=== Given exercise ===
Output the material below in its entirety, exactly as given.

-- Start of Dataset entries --

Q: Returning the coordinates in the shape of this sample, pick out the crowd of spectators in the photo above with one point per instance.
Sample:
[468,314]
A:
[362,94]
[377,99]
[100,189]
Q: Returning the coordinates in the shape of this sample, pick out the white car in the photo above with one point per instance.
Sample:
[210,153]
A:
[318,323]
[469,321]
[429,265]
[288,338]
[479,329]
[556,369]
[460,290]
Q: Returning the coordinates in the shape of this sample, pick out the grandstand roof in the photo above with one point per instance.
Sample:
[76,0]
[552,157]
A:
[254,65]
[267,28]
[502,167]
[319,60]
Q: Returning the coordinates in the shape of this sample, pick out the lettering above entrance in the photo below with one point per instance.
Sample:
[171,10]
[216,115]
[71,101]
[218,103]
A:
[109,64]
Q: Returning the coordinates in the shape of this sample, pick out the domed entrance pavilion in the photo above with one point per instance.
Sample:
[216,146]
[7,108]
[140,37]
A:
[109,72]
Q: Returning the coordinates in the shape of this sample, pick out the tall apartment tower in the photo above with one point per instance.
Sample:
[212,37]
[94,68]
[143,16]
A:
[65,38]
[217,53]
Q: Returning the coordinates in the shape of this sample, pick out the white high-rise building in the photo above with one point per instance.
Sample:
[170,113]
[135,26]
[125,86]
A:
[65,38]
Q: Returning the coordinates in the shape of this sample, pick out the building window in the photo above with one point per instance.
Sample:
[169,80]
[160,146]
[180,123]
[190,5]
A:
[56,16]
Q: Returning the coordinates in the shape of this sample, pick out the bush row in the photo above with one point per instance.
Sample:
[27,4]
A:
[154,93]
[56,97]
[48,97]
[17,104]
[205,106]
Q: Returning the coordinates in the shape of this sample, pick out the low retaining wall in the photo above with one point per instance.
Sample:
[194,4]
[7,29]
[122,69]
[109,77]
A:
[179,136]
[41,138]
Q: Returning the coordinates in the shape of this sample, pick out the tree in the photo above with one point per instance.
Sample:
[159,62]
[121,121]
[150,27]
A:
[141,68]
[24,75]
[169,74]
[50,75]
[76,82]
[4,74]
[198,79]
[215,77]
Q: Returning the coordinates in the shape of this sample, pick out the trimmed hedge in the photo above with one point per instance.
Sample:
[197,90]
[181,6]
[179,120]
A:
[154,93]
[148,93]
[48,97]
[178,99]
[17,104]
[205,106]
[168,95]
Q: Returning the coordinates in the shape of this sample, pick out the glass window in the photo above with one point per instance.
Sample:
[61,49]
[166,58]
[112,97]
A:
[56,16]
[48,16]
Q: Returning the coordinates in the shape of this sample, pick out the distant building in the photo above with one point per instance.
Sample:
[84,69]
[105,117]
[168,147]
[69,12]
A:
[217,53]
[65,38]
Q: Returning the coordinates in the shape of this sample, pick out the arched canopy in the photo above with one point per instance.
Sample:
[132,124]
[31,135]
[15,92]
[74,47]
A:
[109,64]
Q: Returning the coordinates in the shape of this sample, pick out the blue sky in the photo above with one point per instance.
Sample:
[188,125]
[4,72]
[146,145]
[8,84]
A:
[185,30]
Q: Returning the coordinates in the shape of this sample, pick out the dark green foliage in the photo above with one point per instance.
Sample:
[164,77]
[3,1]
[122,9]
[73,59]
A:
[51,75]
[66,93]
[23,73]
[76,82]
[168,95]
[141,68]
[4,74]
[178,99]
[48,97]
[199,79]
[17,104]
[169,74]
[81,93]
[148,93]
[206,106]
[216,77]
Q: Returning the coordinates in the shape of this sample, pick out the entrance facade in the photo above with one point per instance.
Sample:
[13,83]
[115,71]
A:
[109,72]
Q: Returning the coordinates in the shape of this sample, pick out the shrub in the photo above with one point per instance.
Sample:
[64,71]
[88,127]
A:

-- End of Dataset entries --

=== Reply to the task ===
Q: Returning the coordinates in the shape of this sample, pick out the crowd of spectators in the photo above with one point per instance.
Sample:
[468,314]
A:
[362,94]
[377,99]
[100,189]
Q: Returning the coordinates in the shape of this sample, pick out the white car in the photo above with one point per instance.
Sample:
[210,153]
A:
[318,323]
[469,321]
[429,265]
[288,338]
[479,329]
[556,369]
[460,290]
Q: Returning the coordinates in the shape of this sample, pick out the grandstand roof in the photo above with one point per instance.
Sample:
[76,0]
[552,157]
A:
[254,65]
[267,28]
[502,167]
[319,60]
Q: Returning the coordinates in the shape of this sample, pick out the lettering above entrance in the photo below with one point per instance.
Sample:
[171,10]
[216,115]
[71,101]
[218,103]
A:
[109,64]
Q: Returning the coordinates in the shape of this sample, pick out the domed entrance pavilion in the photo above with one point per instance.
Sample:
[216,146]
[7,108]
[140,37]
A:
[109,72]
Q: Returning the coordinates in the shape of this sample, pick out the tall apartment tower in the photo above with one point per instance.
Sample:
[212,37]
[94,68]
[143,16]
A:
[65,38]
[217,53]
Q: Returning the coordinates in the shape of this sample, pick out the white high-rise building in the photo above with one point per instance.
Sample:
[170,113]
[135,26]
[125,86]
A:
[65,38]
Q: Returning the coordinates in the shape of this sample, pick out the building window in the photo above with one point per instance.
Sample:
[169,80]
[160,146]
[180,123]
[190,5]
A:
[56,16]
Q: Returning the coordinates in the shape of this sample, pick out the bush row in the photo above with one point per instance.
Sample:
[27,4]
A:
[154,93]
[56,97]
[48,97]
[17,104]
[205,106]
Q: Returning the coordinates in the shape of this sample, pick out the low retaining wall in the photo above with one point per instance.
Sample:
[194,4]
[7,29]
[122,69]
[109,77]
A:
[179,136]
[41,138]
Q: Returning the coordinates in the shape of this sample, pick out the tree in the photo above with one point per instance.
Sample:
[159,62]
[121,121]
[150,27]
A:
[141,68]
[24,75]
[169,74]
[50,75]
[76,82]
[4,74]
[198,79]
[215,77]
Q: Returning the coordinates in the shape of this sample, pick out the trimmed hedge in the photo above with one point per instance.
Sample:
[197,90]
[181,6]
[179,120]
A:
[154,93]
[148,93]
[48,97]
[178,99]
[17,104]
[205,106]
[168,95]
Q: Returning the coordinates in the shape of this sample, pick out the glass window in the photo above with one point per instance.
Sample:
[61,49]
[166,58]
[112,97]
A:
[56,16]
[48,16]
Q: Returning the coordinates in the shape of this sample, pick out the distant building in the photo above with one point per instance.
Sample:
[84,69]
[105,117]
[168,147]
[69,12]
A:
[217,53]
[65,38]
Q: Returning the coordinates in the shape of this sample, pick out the arched canopy in the photo above with one point per instance.
Sample:
[132,124]
[31,135]
[15,92]
[74,47]
A:
[109,64]
Q: Returning the coordinates in the shape of this sample, pick out the blue sky in the photo above with one point per instance.
Sample:
[188,125]
[4,72]
[146,145]
[8,84]
A:
[185,30]
Q: Returning the coordinates in the shape of this sample, pick out the dark green foliage in the photo above with one point per instance.
Sample:
[164,77]
[3,1]
[122,9]
[73,59]
A:
[51,75]
[66,93]
[23,73]
[76,82]
[168,95]
[141,68]
[4,74]
[178,99]
[48,97]
[199,79]
[17,104]
[169,74]
[81,93]
[148,93]
[206,106]
[216,77]
Q: Returning the coordinates in the shape of this sample, pick out the entrance facade in the photo above with one point per instance.
Sample:
[13,83]
[115,71]
A:
[109,72]
Q: Returning the coordinates in the shape of this sample, pick out the shrub in the photo above with one point per instance.
Sample:
[64,71]
[88,127]
A:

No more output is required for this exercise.